▸ **Textauszug**
■ ■ ■ ■ ■

Im Hinblick auf die Anordnung von Zwangsmassnahmen (Blut- und Urinprobe) eröffnete die Staatsanwaltschaft am 3. Oktober 2019 eine Strafuntersuchung gegen A.___ und B.___ wegen Widerhandlung gegen das Strassenverkehrsgesetz. In der Folge erteilte sie der Polizei einen Ermittlungsauftrag.

 

1.2 Mit Strafbefehl vom 15. Dezember 2020 verurteilte sie A.___ wegen grober Verletzung der Verkehrsregeln durch Mangel an Aufmerksamkeit, Fahrens mit Motor-/Fahrrad auf Fussgängerstreifen/Trottoir sowie Missachtens des Vortrittsrechts zu einer Geldstrafe von 30 Tagessätzen zu je CHF 30.00, bedingt aufgeschoben bei einer Probezeit von 3 Jahren, und zu einer Busse von CHF 300.00, bei Nichtbezahlung ersatzweise zu 8 Tagen Freiheitsstrafe. Mit einer Nichtanhandnahme- und Einstellungsverfügung vom selben Tag nahm sie das Verfahren gegen B.___ wegen fahrlässiger einfacher Körperverletzung (Strafantrag von Rechtsanwalt Roger Zenari vom 25. Februar 2020 namens und im Auftrag von A.___) nicht an die Hand. Das Verfahren gegen B.___ wegen Widerhandlung gegen das Strassenverkehrsgesetz stellte sie ein.

 

Gegen den Strafbefehl liess B.___ am 11. Januar 2021 Einsprache erheben.

 

2. Gegen die Nichtanhandnahme- und Einstellungsverfügung liess sie am 22. Dezember 2020 Beschwerde erheben mit den Anträgen auf deren Aufhebung sowie auf Anweisung der Staatsanwaltschaft, das Verfahren gegen B.___ betreffend fahrlässige Körperverletzung und Widerhandlung gegen das Strassenverkehrsgesetzt (wieder) an die Hand zu nehmen. Eventualiter sei sie anzuweisen, weitere Abklärungen vorzunehmen.

 

3. B.___ beantragte am 26. Januar 2021 sinngemäss die Abweisung der Beschwerde.

 

4. Die Staatsanwaltschaft beantragte am 29. Januar 2021 ebenfalls die Abweisung der Beschwerde.

 

5. A.___ liess mit Eingabe vom 3. März 2021 an der Beschwerde festhalten.

 

6. Zu dieser Eingabe nahm die Staatsanwaltschaft am 9. März 2021 nochmals Stellung.

 

7. Für die Standpunkte der Parteien wird grundsätzlich auf die Akten verwiesen. Soweit erforderlich, wird nachfolgend darauf eingegangen.

 

II.

 

1. Nichtanhandnahme

 

1.1 Die Staatsanwaltschaft begründete die Nichtanhandnahmeverfügung damit, bei der fahrlässigen einfachen Körperverletzung handle es sich um ein Antragsdelikt; vorliegend sei der Antrag verspätet gestellt worden. A.___ sei es möglich und zumutbar gewesen, innerhalb der dreimonatigen Frist die Personalien des Beschuldigten in Erfahrung zu bringen.

■ ■ ■ ■ ■

▸ **Gegebene Daten**
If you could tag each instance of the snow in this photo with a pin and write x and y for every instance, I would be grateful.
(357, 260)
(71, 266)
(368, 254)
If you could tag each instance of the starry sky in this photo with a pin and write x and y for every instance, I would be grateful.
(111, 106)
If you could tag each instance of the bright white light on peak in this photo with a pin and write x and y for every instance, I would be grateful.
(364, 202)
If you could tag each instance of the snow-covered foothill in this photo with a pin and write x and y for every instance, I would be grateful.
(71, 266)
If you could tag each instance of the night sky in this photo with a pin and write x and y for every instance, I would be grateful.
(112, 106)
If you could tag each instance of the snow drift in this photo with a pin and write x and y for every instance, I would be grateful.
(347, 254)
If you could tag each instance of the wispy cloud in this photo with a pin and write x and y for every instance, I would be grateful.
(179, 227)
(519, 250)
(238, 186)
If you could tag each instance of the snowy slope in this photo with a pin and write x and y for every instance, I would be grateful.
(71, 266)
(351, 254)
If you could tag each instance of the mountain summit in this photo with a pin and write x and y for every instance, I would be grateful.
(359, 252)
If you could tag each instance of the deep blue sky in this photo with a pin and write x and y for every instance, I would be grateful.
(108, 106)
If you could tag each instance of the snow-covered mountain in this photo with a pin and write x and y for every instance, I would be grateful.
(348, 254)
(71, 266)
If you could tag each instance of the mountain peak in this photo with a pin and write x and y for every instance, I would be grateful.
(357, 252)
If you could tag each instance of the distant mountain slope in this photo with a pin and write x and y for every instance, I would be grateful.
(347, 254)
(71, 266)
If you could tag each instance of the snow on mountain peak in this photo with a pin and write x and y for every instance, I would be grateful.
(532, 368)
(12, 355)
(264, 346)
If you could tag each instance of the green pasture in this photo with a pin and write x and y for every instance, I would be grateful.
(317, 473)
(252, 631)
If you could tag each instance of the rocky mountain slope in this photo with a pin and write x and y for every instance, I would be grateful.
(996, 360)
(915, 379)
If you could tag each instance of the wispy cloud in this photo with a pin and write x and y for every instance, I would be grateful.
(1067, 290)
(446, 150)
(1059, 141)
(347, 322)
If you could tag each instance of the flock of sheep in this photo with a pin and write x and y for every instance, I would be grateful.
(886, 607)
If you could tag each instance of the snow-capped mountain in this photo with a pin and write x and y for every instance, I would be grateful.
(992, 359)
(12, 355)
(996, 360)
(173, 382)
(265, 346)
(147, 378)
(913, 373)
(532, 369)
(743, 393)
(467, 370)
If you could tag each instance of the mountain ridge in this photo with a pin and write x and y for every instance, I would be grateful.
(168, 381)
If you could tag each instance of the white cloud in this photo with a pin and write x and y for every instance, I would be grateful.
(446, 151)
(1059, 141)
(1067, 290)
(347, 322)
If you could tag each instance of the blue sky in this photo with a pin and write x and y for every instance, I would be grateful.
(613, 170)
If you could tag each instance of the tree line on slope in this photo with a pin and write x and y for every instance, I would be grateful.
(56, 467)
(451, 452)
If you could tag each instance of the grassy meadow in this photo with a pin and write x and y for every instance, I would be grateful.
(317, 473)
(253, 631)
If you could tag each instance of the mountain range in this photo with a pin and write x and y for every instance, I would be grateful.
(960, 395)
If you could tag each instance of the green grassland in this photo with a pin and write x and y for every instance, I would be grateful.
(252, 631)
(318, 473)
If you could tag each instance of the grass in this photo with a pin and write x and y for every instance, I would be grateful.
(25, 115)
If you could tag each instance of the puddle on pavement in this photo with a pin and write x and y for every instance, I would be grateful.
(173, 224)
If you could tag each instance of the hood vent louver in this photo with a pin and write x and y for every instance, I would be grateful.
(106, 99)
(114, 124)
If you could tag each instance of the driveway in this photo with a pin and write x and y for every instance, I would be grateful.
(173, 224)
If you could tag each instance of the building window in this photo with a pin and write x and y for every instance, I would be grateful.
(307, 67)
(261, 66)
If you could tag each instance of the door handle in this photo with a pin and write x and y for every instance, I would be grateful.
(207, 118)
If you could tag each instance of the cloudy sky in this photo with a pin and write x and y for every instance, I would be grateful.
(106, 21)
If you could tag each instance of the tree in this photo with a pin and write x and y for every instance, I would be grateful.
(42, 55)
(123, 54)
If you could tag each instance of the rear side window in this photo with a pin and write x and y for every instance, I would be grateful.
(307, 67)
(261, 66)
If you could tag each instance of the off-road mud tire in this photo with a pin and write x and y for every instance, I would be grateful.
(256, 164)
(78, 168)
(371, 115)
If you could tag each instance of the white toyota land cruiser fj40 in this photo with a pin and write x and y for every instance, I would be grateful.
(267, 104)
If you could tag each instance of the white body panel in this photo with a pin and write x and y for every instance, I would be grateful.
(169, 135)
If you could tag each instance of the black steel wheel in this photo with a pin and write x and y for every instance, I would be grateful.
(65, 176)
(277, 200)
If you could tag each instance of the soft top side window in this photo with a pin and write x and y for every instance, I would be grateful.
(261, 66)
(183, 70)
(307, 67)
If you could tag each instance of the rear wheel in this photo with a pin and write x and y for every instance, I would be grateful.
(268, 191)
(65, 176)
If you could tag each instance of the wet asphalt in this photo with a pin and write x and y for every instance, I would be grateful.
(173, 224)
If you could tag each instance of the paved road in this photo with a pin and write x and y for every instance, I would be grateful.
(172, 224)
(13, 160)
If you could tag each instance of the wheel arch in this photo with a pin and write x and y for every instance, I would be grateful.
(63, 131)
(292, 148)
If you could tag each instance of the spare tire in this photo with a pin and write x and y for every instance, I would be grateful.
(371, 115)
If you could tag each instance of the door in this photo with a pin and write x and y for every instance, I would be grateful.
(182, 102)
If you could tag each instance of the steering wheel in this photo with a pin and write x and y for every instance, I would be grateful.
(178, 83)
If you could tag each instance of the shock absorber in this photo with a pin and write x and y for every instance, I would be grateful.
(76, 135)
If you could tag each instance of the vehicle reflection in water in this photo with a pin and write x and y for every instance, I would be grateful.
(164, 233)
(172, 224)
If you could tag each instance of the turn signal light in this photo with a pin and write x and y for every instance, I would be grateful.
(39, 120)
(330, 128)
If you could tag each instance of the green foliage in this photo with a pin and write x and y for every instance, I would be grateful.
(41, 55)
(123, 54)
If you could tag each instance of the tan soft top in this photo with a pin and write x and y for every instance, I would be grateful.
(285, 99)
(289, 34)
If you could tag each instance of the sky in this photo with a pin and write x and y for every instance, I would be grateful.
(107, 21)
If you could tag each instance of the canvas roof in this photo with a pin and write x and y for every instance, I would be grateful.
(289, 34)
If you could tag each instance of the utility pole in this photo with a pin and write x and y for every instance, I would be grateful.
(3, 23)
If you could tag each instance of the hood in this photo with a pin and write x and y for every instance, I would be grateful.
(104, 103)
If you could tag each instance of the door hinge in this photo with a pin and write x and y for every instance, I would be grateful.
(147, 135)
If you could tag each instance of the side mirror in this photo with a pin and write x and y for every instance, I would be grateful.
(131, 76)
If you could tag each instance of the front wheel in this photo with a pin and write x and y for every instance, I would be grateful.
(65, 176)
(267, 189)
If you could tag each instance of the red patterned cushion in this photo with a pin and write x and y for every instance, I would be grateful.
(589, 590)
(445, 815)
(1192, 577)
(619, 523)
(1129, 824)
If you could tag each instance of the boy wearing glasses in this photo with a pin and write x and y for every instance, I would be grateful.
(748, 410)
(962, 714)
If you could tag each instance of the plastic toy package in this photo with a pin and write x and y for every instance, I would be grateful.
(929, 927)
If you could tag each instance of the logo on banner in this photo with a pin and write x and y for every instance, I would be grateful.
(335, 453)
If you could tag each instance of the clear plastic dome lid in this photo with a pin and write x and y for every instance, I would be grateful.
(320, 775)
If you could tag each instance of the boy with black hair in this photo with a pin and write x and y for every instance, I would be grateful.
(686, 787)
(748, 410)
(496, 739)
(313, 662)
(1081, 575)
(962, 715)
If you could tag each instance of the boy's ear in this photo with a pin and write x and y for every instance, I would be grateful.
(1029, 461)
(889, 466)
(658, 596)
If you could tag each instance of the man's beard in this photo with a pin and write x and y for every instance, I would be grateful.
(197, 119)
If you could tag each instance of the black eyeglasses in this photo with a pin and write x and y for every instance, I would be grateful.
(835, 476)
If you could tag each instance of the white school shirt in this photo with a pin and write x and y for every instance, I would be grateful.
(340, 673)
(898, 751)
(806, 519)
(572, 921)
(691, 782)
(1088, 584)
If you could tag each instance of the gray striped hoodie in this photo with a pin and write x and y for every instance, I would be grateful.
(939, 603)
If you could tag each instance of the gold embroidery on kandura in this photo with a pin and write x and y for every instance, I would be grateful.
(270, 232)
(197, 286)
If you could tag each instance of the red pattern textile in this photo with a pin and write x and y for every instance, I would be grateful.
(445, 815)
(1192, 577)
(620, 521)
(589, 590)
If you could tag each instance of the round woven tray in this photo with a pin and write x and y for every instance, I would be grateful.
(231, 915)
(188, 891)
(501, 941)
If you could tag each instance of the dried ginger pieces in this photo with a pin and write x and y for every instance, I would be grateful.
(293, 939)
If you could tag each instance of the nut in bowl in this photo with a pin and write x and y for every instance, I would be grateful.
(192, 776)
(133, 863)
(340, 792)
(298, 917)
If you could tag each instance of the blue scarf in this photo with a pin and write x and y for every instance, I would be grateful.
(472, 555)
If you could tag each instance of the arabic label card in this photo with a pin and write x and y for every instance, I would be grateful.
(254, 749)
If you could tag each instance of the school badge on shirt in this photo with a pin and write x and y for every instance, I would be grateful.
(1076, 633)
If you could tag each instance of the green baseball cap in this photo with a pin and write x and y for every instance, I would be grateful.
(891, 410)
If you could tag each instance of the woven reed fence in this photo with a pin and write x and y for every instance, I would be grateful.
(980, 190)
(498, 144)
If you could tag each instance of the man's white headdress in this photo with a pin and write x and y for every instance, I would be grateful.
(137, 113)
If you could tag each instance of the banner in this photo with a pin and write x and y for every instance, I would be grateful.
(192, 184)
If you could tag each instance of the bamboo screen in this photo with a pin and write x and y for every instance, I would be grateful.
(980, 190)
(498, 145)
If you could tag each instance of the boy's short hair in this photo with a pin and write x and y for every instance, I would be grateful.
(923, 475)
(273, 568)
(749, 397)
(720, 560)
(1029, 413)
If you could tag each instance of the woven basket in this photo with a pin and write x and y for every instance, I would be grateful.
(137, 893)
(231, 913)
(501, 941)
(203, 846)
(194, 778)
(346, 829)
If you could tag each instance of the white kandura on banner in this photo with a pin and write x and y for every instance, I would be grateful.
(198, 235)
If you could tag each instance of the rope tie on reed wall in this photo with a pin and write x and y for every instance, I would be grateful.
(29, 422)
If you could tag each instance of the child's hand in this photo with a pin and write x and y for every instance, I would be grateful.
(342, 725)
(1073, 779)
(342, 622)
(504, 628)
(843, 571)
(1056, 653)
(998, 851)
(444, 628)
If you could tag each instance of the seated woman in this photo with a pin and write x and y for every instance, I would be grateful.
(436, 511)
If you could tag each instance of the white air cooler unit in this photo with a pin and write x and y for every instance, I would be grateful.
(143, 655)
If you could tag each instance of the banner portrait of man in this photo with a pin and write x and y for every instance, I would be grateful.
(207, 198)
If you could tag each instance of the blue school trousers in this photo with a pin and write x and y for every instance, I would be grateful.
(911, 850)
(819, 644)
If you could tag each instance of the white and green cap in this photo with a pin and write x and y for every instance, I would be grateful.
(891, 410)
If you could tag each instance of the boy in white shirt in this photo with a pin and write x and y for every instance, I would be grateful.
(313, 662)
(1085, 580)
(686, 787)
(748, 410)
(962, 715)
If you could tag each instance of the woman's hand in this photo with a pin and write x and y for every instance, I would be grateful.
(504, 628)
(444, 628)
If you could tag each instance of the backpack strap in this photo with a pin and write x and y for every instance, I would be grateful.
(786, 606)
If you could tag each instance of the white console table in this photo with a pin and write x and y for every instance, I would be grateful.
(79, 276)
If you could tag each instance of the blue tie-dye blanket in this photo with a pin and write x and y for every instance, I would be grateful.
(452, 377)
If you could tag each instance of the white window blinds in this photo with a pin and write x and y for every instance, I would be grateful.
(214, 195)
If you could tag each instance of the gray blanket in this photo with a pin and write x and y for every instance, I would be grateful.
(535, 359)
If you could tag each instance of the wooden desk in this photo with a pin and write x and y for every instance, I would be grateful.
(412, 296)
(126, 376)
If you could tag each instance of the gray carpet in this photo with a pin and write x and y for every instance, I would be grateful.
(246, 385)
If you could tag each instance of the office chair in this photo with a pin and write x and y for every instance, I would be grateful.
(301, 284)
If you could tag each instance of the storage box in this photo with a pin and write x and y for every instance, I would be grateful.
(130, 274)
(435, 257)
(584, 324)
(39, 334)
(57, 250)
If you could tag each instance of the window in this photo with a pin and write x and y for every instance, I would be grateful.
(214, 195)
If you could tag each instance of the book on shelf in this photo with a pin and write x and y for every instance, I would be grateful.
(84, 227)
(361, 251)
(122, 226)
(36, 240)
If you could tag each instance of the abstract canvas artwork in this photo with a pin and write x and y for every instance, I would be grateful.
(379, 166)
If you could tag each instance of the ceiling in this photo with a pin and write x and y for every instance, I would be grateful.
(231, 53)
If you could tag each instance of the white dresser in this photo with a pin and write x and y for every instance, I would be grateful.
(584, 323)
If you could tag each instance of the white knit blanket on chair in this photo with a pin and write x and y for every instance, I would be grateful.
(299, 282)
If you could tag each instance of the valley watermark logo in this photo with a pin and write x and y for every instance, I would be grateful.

■ ■ ■ ■ ■

▸ **Aufgabe**
Wie hoch ist laut dem Textauszug die Busse, zu der A.___ mit dem Strafbefehl vom 15. Dezember 2020 verurteilt wurde?

▸ **Antwort**
Die Busse beträgt CHF 300.00.